▶
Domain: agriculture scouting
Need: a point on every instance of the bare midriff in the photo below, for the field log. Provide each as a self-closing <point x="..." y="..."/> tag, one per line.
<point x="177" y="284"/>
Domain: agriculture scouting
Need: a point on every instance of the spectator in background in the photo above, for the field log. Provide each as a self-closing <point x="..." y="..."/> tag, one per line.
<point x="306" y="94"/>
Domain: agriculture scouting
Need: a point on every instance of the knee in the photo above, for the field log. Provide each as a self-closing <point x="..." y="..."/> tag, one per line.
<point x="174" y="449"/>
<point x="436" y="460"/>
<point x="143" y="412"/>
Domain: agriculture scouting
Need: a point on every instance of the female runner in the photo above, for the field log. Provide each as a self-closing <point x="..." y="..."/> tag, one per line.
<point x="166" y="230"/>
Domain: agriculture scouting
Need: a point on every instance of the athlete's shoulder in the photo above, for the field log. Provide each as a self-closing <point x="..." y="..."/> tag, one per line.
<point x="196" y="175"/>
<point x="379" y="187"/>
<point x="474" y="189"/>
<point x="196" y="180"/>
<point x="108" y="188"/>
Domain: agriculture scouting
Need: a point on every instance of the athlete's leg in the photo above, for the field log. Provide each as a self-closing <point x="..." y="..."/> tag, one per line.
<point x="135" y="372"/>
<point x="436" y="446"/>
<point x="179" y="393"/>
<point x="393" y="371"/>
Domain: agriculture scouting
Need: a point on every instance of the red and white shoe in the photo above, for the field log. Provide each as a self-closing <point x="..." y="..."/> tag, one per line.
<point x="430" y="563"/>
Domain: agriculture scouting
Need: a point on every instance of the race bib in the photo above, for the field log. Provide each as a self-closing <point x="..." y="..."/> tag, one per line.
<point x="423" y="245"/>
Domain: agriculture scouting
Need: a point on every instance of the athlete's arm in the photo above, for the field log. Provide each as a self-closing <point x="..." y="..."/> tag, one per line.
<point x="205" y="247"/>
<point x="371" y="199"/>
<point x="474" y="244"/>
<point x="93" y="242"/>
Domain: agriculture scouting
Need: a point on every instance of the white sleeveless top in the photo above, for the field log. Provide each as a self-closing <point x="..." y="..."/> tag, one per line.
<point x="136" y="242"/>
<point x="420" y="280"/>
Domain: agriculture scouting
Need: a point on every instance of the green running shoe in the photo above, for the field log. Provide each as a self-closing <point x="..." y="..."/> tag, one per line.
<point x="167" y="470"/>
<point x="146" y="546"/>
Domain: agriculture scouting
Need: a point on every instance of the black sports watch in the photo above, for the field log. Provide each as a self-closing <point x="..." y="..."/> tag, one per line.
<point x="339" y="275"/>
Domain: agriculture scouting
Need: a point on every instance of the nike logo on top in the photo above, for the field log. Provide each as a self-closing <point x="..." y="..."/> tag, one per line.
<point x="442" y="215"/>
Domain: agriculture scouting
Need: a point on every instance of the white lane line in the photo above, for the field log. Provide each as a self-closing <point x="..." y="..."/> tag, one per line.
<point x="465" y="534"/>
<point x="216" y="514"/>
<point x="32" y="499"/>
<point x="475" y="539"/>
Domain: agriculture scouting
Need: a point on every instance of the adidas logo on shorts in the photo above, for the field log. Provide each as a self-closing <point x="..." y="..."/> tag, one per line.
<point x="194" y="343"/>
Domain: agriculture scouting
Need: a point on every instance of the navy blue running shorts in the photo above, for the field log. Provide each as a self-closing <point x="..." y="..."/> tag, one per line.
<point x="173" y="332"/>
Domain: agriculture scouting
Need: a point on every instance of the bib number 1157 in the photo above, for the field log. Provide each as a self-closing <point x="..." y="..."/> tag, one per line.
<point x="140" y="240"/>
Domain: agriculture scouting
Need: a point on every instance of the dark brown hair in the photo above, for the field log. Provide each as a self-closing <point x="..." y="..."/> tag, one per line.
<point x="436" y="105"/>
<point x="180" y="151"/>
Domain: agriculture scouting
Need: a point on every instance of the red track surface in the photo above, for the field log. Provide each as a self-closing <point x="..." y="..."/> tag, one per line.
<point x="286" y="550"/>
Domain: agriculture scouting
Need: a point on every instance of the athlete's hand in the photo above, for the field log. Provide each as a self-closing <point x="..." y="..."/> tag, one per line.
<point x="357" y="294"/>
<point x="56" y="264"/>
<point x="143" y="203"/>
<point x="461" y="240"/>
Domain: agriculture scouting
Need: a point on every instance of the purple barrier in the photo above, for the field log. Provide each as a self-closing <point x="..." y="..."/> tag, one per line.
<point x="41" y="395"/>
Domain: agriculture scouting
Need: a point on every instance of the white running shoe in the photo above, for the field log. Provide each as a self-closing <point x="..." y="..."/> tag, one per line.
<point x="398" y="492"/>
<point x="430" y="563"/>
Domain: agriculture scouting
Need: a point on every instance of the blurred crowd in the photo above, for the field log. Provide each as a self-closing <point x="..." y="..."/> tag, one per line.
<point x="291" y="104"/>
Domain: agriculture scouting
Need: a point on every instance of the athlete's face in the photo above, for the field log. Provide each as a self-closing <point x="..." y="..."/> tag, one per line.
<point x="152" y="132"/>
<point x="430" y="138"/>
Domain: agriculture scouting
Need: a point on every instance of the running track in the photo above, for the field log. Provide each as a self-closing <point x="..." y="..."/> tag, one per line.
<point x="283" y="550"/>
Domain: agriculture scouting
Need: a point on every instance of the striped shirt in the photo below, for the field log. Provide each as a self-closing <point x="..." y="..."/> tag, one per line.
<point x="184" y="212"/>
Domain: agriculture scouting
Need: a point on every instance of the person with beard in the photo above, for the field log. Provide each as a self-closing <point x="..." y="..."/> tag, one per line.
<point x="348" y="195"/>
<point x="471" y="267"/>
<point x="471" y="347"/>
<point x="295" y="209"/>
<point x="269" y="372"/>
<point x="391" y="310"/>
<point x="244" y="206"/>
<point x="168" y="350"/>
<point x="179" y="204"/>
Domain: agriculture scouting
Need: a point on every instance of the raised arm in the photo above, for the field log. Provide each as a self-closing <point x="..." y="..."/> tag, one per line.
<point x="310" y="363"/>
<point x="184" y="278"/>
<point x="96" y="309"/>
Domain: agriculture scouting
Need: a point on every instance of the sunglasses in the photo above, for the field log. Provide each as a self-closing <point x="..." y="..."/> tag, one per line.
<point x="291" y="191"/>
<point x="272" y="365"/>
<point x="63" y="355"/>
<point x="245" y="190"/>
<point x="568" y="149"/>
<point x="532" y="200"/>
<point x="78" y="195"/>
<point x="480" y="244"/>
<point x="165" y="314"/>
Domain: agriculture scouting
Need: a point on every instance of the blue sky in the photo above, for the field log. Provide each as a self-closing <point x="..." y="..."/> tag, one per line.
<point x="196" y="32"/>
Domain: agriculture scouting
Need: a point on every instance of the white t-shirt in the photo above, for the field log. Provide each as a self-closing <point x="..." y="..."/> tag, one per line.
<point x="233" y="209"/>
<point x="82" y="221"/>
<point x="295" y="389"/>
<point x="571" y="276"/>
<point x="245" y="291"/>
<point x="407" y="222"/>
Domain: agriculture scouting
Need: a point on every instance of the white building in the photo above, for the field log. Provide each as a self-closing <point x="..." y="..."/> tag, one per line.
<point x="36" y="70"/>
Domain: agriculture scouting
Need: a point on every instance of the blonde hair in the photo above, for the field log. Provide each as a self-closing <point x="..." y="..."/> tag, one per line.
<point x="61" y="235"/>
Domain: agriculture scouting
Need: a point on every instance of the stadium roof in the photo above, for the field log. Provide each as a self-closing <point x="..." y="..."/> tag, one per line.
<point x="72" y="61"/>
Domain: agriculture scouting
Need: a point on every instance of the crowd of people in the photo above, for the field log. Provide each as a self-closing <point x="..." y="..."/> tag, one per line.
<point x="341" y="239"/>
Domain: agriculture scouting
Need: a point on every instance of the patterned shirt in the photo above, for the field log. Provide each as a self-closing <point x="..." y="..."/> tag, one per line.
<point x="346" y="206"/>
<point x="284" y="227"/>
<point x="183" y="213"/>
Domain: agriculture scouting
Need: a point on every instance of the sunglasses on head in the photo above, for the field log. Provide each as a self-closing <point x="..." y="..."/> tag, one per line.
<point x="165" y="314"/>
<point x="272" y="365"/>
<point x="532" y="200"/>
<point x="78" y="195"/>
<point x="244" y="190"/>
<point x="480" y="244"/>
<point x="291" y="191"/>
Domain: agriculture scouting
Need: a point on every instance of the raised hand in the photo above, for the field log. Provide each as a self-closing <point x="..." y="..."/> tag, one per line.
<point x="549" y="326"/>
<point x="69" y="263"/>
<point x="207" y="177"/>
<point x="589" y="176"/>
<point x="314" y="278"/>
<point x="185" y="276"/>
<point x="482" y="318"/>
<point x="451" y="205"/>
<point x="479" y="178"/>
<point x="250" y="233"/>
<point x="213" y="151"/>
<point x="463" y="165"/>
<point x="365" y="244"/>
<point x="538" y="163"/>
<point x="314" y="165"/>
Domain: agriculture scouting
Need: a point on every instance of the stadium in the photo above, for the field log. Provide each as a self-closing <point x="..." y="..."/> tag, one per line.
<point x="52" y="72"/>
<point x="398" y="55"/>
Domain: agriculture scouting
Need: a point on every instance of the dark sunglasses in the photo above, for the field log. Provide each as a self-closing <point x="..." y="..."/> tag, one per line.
◀
## [Exercise requirements]
Pick out each line of the items above that contains the word "raised", and copy those lines.

## [Answer for this exercise]
Need: a point on every instance of the raised arm in the photo above, for the field log. Provide each as a self-closing <point x="..." y="..."/> tag, one per line.
Need: a point on every instance of the raised hand in the photo above, for the field log. Provide each as a self-closing <point x="..." y="..."/> tag, one per line.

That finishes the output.